>> BEGIN DATA PROVIDED

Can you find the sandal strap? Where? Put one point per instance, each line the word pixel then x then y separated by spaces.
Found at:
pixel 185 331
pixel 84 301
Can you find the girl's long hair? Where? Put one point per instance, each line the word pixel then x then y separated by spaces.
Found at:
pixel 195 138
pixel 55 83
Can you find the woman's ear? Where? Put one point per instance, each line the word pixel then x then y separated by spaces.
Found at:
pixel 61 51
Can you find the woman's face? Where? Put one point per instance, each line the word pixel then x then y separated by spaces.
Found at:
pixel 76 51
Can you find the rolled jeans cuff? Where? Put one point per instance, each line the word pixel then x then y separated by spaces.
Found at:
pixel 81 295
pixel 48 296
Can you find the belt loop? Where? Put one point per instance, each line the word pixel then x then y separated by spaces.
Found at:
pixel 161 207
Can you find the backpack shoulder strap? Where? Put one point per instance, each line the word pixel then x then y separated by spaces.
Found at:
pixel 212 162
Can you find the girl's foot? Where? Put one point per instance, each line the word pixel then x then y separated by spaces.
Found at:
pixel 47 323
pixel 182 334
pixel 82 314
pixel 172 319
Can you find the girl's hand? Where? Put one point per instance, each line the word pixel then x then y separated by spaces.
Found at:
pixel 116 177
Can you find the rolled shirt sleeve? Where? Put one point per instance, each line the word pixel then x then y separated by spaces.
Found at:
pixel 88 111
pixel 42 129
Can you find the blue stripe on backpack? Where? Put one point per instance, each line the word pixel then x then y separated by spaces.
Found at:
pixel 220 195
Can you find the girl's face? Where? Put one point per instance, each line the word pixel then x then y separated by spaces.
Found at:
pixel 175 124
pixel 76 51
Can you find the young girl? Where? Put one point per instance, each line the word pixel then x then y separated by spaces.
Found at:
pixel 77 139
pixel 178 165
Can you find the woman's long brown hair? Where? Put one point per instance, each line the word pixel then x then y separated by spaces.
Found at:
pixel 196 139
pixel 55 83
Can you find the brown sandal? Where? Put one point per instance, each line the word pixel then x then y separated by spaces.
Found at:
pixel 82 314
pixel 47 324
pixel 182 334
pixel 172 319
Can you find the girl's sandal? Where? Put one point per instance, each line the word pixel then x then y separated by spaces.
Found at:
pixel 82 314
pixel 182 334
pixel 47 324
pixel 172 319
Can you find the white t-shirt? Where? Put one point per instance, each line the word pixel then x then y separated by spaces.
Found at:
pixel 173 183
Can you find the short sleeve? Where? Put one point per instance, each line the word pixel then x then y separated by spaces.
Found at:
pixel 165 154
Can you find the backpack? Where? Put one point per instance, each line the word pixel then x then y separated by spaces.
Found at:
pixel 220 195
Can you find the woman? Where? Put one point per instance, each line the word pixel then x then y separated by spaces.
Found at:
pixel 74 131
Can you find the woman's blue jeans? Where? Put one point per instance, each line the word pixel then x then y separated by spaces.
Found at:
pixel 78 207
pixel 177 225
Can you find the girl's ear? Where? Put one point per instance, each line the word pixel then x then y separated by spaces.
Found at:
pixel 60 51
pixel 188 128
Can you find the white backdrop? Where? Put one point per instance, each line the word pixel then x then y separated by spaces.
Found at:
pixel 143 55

>> END DATA PROVIDED

## EXERCISE TASK
Reproduce the material from the line containing "Can you find the rolled shirt" through the line containing "pixel 42 129", substituting "folded shirt sleeve" for "rolled shirt sleeve" and leaving everything else unchanged.

## SOLVED EXERCISE
Can you find the folded shirt sleeve? Where? Put one point per instance, each line the word pixel then x then y separated by spaces.
Found at:
pixel 88 111
pixel 42 129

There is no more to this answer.